Exercise description:
Print each line exactly as it is given.

[Dataset records about object locations]
▼

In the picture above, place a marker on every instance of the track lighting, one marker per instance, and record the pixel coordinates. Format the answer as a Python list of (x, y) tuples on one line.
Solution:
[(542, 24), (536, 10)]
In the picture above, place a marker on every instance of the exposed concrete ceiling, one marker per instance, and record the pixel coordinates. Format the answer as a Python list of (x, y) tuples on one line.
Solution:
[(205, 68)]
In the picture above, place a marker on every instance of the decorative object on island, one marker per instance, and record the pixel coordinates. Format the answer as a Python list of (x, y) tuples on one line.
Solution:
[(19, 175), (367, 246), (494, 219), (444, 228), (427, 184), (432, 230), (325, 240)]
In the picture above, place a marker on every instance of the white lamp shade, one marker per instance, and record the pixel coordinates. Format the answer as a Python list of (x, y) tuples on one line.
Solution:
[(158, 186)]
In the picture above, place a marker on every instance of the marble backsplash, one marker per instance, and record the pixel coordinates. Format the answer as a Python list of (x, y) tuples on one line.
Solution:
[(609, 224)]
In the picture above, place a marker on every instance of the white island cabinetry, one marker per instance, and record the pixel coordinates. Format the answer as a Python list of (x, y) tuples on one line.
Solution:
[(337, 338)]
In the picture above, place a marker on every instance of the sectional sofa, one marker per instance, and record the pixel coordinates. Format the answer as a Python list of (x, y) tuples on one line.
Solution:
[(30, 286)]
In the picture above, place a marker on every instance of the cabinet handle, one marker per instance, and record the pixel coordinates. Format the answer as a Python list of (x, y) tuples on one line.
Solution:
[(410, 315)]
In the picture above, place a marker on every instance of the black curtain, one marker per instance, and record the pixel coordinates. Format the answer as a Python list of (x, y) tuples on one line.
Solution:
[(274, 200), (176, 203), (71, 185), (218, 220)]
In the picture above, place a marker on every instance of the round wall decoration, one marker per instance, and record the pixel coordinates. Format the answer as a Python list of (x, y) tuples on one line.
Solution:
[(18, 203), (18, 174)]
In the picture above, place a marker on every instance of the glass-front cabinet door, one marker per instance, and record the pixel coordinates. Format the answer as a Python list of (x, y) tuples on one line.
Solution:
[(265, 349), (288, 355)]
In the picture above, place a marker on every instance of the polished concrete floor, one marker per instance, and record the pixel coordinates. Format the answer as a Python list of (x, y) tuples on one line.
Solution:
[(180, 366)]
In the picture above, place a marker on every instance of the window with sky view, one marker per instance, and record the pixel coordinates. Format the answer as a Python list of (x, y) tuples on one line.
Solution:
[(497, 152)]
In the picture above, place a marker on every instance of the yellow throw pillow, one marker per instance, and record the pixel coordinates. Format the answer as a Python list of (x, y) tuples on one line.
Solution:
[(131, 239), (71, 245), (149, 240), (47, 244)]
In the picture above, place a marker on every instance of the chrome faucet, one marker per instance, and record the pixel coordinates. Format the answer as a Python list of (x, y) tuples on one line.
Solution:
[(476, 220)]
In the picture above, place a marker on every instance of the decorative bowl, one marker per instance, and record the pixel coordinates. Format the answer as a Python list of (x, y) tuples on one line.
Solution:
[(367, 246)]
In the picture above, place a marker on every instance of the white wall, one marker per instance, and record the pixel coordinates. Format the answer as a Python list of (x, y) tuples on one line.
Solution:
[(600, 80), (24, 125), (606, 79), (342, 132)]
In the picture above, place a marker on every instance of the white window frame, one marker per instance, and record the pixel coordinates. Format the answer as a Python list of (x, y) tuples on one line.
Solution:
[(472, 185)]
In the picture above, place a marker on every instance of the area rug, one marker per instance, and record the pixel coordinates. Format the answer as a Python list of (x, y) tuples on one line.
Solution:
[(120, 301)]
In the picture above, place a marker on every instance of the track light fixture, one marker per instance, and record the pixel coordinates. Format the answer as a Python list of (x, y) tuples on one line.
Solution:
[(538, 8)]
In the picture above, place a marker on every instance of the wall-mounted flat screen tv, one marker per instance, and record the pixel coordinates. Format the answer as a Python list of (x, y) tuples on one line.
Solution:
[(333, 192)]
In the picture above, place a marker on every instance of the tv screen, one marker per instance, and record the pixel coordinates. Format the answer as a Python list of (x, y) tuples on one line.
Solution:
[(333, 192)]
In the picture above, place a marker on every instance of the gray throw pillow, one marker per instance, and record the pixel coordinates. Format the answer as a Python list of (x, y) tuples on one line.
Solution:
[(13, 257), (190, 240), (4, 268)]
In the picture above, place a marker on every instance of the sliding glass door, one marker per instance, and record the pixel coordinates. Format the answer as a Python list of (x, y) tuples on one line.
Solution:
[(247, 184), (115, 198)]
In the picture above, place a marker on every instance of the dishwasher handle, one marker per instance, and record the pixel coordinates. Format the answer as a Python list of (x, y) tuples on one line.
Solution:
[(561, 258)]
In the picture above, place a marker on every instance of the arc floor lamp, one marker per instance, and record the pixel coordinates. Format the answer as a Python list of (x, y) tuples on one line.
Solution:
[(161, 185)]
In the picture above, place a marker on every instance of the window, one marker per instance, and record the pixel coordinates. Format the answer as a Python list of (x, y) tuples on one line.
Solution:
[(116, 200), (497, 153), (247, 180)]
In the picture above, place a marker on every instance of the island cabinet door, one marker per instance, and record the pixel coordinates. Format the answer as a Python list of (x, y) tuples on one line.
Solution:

▲

Response:
In the picture above, place a marker on every instance of the track lighting, one marker per instance, and record the pixel coordinates. Format the answer as a Python list of (x, y) tuples on one line.
Solution:
[(542, 24), (536, 10)]
In the picture above, place a marker on every instance of the exposed concrete ceiling, one marker per instance, and record the pixel coordinates. Format the answer as a Python list of (x, y) tuples on one line.
Solution:
[(205, 68)]
In the picture above, place a marker on every instance of the decorative object on island, one marker per instance, and record the pixel coordinates. Format the answer as a Python list of (x, y) tuples on one line.
Solution:
[(19, 175), (367, 246), (494, 219), (444, 228), (427, 184), (432, 230), (325, 240)]
In the picture above, place a marker on every instance of the white lamp shade, one marker per instance, and record the pixel coordinates. Format the answer as a Python list of (x, y) tuples on one line.
Solution:
[(158, 186)]
In the picture above, place a marker on every instance of the marble backsplash, one marker per instance, and record the pixel coordinates. Format the answer as a Python list of (x, y) tuples on one line.
Solution:
[(609, 224)]
In the picture above, place a marker on every instance of the white island cabinetry, one marker per instance, and record the pixel coordinates. Format the answer as a Python list of (x, y) tuples on one line.
Solution:
[(337, 338)]
In the picture above, place a marker on every instance of the sectional sofa, one marker per instance, and record the pixel coordinates. Format the answer as a Python list of (x, y) tuples on one line.
Solution:
[(30, 286)]
In the picture above, place a marker on every instance of the cabinet handle, one marker per instance, and record the pixel coordinates. Format the answer as a Python list of (x, y) tuples on one line.
Solution:
[(410, 315)]
In the picture above, place a marker on every instance of the black curtain, one marker per instance, and record the pixel coordinates. Format the answer as a Python list of (x, y) tuples on one line.
Solution:
[(274, 200), (176, 203), (71, 185), (218, 220)]
In the picture above, place a marker on every instance of the round wall decoration, one marker per instance, and record the pixel coordinates. Format the answer as a Python list of (x, y) tuples on one line.
Solution:
[(18, 203), (18, 174)]
In the picture above, place a marker on every instance of the glass-front cabinet door, one marker per instance, and record the pixel coordinates. Format the answer as a Python list of (x, y) tuples on one line.
Solution:
[(265, 349), (288, 355)]
In the picture above, place a marker on every instance of the polished concrete floor, one marker per instance, and record the pixel coordinates. Format the answer as a Python list of (x, y) tuples on one line.
Solution:
[(180, 366)]
In the picture above, place a marker on every instance of the window with sky view, one marker per instance, and record the pixel coordinates. Format the answer as a Python list of (x, y) tuples on one line.
Solution:
[(497, 152)]
In the picture above, place a marker on every instance of the yellow throw pillow, one marker per instance, and record the pixel coordinates. Format the answer as a Python list of (x, y) tuples on one line.
Solution:
[(131, 239), (71, 245), (149, 240), (47, 244)]
In the picture above, place a marker on every instance of the chrome faucet, one marker per instance, and record the pixel coordinates. Format the answer as a Python list of (x, y) tuples on one line.
Solution:
[(476, 220)]
In the picture above, place a marker on every instance of the decorative bowl, one marker per instance, and record the pixel coordinates. Format the answer as a Python list of (x, y) tuples on one line.
Solution:
[(367, 246)]
In the picture above, place a marker on every instance of the white wall, one marker per instance, and record the pixel coordinates. Format the answer as a Python list of (x, y) tuples on one line.
Solution:
[(600, 80), (24, 125), (606, 79), (342, 132)]
In the picture above, place a marker on every instance of the white window frame, one marker per instance, and record the pixel coordinates. Format the answer as a Python list of (x, y) tuples on one line.
Solution:
[(472, 185)]
In the picture above, place a marker on every instance of the area rug, one marker per instance, and record the pixel coordinates. Format the answer as a Python list of (x, y) tuples on one line.
Solution:
[(120, 301)]
In the picture above, place a marker on every instance of the track light fixture, one marker per instance, and record the pixel coordinates. Format the answer as a Python list of (x, y) tuples on one line.
Solution:
[(538, 8)]
In the picture above, place a marker on every instance of the wall-mounted flat screen tv, one marker per instance, and record the pixel coordinates. Format the answer as a Python list of (x, y) tuples on one line.
Solution:
[(333, 192)]
In the picture above, place a marker on every instance of the tv screen, one marker per instance, and record the pixel coordinates. Format the answer as a Python list of (x, y) tuples on one line.
Solution:
[(333, 192)]
In the picture above, place a marker on every instance of the gray throw pillow, one marker per instance, and record the pixel coordinates. Format the answer as a Python list of (x, y) tuples on one line.
Solution:
[(13, 257), (190, 240), (4, 268)]
In the picture above, place a marker on every instance of the sliding glass door, one marker per instance, and record the pixel coordinates. Format the answer as a Python list of (x, y) tuples on one line.
Solution:
[(247, 184), (115, 198)]
In the picture above, place a marker on every instance of the dishwasher handle, one marker per instance, and record the pixel coordinates. Format the answer as a Python list of (x, y) tuples on one line.
Solution:
[(561, 258)]
In the picture above, place a marker on every instance of the arc floor lamp, one marker per instance, and record the pixel coordinates. Format the answer as a Python list of (x, y) tuples on one line.
Solution:
[(161, 185)]
In the picture above, place a marker on every instance of the window, one marker per instance, and record the pixel coordinates. Format the answer as a Python list of (x, y) tuples on one line.
Solution:
[(116, 200), (497, 153), (247, 180)]
In the picture above, place a marker on every instance of the island cabinet door, one marker per instance, and record the pixel coordinates. Format the answer as a Python list of (x, y) tuples on one line.
Solution:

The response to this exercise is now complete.